BRIEF A
Answer these about the passage on Shankar Nag, one line each:
(i) Who composed the music for Malgudi days?
(ii) Where was the teleserial shot?
(iii) What recording studio did Shankar start in Bangalore?
BRIEF B
Please copy the stretch of the passage on Shankar Nag from "The music, accompanied" through "for under-water filming.", swapping "teleserial" for "TV serial".

EXTRACT TO READ

= Beginning of Section =

Shankar did not limit his creativity to cinema. He was equally immersed in theatre and television. Malgudi days is the best example of Shankar’s oeuvre on television. Prior to globalisation, Doordarshan was the only broadcaster in India. In addition to programme production, Doordarshan used to invite private producers to produce television serials. Shankar accepted the offer and directed Malgudi days, based on the collection of short stories by R.K Narayan in 1987, under the banner of Padam Rag Films. Well known actors Vishnuvardhan, and Anant Nag appeared in the serial. Master Manjunath, who essayed the role of impish Swami became a household name.
The music, accompanied by the nasal twang “Tananaa tana na naa” was composed by L.Vaidyanathan.
The teleserial was shot in Agumbe, Shimoga district, Karnataka. Shankar went to direct another teleserial, titled Swami in the same year. Malgudi days has been rated as one of the finest serials ever that could be made in the history of Indian Television.
Despite dabbling in cinema and later television, Shankar devoted considerable time towards theatre. He envisioned a platform for theatre, folk and performing arts.
He was ploughing his earnings from acting into several creative and innovative endeavors. At a time when there were no recording facilities in Bangalore, he started the Sanketh Electronics Recording Studios. He also established the Bangalore Country Club, where he created facilities for under-water filming.
Shankar Nag, with his wife and daughter, met with a terrible accident along the NH-4 on September 30, 1990. This visionary film-maker and multi talented star died in a road accident in 1990 at a very young age, leaving wife Arundhati and a little daughter behind. The Kannada film industry was shocked and film stars, technicians, directors, producers collectively grieved Shankar’s untimely demise. Though his daughter, Kaavya and Arundhati survived, Shankar Nag breathed his last in the hospital.
Shankar Nag was one of the most brilliant filmmaker, director, actor that Kannada film industry has ever seen. Though Shankar Nag left this world almost 14 years back, people even today cherish his innovativeness, creativity, simplicity and his dedication towards work. This dreamer equally valued the theatrical arts as much as he loved the silver screen. Creating a platform for theater artists, technicians and viewers under one roof was one of his dreams.
The visionary is not here today to see his dream baby but its his wife Arundathi Nag who took the sole responsibility on her shoulder to make his dream come true. It has been an endeavor to execute and create this mammoth space in the city for such noble cause that is aiming at being a catalyst in a form of art that has touched millions across the world. Despite of financial constraints, Arundati Nag made it possible.

= End of Section =

DATA EXTRACT
= Beginning of Section =

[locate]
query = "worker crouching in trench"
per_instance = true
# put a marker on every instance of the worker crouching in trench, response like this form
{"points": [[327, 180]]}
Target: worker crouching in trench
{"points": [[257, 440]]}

= End of Section =

TASK SOLUTION A
(i) L.Vaidyanathan
(ii) Agumbe, Shimoga district, Karnataka
(iii) Sanketh Electronics Recording Studios

TASK SOLUTION B
The music, accompanied by the nasal twang “Tananaa tana na naa” was composed by L.Vaidyanathan.
The TV serial was shot in Agumbe, Shimoga district, Karnataka. Shankar went to direct another TV serial, titled Swami in the same year. Malgudi days has been rated as one of the finest serials ever that could be made in the history of Indian Television.
Despite dabbling in cinema and later television, Shankar devoted considerable time towards theatre. He envisioned a platform for theatre, folk and performing arts.
He was ploughing his earnings from acting into several creative and innovative endeavors. At a time when there were no recording facilities in Bangalore, he started the Sanketh Electronics Recording Studios. He also established the Bangalore Country Club, where he created facilities for under-water filming.